● GIVEN REQUEST: Reproduce the material below verbatim, line by line, and omit the pictures from your reply.

● MATERIAL TO PROCESS:
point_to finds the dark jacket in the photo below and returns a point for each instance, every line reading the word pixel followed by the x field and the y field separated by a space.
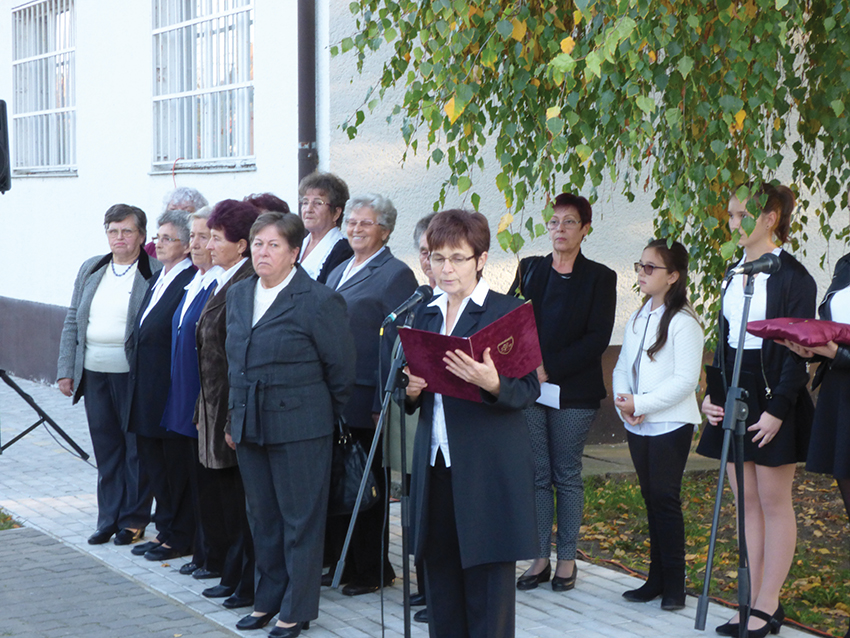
pixel 291 374
pixel 150 359
pixel 573 340
pixel 72 345
pixel 492 462
pixel 791 292
pixel 211 410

● REPLY TO THE TASK:
point_to finds the dark jacket in the photo below and returns a point for each instance, every line reading the word pixel followed by the x field and the y field separated by a space.
pixel 291 374
pixel 150 359
pixel 573 340
pixel 72 345
pixel 492 462
pixel 791 292
pixel 211 410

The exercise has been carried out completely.